What to do:
Each line of the data below holding the word "this" must be copied.

Records provided:
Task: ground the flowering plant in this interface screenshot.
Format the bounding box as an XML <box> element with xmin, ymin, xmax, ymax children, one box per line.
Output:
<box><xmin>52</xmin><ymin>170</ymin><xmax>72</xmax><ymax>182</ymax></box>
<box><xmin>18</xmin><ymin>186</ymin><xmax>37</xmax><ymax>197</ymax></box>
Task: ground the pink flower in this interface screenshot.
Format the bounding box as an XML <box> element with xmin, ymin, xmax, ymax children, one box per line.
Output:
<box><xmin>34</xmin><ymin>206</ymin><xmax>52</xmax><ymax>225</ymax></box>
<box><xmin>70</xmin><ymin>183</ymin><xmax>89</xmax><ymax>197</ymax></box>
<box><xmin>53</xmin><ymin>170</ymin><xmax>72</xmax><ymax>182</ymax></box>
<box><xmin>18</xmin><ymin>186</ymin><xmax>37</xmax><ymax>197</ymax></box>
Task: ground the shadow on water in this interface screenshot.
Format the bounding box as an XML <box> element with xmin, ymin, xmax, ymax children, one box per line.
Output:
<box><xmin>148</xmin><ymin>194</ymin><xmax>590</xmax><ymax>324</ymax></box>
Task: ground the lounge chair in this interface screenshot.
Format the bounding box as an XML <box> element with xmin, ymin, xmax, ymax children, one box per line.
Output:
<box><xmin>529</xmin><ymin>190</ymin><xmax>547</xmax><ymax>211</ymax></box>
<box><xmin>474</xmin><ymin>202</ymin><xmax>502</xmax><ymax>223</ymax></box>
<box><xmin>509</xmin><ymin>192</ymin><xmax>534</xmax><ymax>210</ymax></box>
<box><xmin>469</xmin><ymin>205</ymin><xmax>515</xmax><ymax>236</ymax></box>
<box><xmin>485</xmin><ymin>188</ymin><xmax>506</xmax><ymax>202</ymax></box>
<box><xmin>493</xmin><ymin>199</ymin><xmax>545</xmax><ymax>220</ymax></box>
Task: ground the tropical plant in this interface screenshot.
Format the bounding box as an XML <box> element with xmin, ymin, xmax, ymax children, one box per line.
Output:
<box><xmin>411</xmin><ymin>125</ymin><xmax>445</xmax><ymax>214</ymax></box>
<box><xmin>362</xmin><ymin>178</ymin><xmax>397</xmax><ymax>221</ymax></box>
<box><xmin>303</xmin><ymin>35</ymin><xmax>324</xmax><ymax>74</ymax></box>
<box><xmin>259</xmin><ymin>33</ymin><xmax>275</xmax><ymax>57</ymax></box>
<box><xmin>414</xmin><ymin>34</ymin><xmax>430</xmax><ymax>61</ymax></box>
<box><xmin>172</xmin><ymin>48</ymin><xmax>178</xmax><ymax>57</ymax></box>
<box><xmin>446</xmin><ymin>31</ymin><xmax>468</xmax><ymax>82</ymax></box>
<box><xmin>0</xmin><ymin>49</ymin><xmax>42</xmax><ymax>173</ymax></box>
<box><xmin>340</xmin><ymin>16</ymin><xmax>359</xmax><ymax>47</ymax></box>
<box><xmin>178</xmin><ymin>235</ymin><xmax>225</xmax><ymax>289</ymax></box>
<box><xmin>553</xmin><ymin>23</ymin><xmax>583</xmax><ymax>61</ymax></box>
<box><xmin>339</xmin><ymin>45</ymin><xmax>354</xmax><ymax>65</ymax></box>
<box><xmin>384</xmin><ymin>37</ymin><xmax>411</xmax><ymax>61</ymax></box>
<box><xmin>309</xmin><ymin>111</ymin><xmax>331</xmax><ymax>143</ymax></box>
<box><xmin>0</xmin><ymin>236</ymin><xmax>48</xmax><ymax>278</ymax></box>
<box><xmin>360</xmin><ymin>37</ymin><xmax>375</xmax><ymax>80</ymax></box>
...
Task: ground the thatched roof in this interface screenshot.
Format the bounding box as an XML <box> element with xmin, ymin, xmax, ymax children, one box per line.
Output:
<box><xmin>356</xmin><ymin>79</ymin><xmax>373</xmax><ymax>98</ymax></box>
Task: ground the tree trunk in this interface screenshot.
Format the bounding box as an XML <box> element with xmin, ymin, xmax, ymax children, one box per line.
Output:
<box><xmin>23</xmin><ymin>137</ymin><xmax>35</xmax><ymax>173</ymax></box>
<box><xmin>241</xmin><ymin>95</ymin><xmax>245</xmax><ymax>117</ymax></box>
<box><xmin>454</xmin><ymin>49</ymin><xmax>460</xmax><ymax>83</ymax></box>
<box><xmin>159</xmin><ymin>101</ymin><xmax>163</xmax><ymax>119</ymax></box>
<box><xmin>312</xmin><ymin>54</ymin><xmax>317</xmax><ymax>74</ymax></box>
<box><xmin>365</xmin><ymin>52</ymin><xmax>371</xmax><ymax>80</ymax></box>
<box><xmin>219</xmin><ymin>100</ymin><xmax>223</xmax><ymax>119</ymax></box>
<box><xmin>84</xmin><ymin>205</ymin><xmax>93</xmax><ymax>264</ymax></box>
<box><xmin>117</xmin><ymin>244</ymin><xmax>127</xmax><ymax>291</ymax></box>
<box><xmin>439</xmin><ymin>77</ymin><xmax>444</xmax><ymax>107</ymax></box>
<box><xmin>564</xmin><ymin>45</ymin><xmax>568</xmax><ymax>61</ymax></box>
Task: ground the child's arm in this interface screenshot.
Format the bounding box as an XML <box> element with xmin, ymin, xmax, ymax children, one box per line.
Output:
--
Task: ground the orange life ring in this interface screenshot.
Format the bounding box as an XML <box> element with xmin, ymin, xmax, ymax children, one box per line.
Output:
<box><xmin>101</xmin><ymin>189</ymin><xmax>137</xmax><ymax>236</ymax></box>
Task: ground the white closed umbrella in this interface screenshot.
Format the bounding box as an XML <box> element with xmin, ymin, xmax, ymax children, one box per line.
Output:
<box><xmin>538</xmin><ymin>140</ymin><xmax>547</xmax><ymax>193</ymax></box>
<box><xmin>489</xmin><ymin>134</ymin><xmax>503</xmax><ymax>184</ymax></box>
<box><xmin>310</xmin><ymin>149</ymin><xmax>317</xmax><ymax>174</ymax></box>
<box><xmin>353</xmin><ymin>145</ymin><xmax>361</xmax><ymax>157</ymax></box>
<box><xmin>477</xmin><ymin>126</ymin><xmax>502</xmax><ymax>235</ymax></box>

Your solution:
Task: ground the flowering plant in this interface screenshot.
Task: ground the pink flower in this interface screenshot.
Task: ground the shadow on water in this interface screenshot.
Task: ground the lounge chair in this interface screenshot.
Task: ground the tropical plant in this interface screenshot.
Task: ground the thatched roof in this interface screenshot.
Task: ground the tree trunk in this interface screenshot.
Task: ground the child's arm in this interface screenshot.
Task: ground the orange life ring in this interface screenshot.
Task: ground the white closed umbrella in this interface screenshot.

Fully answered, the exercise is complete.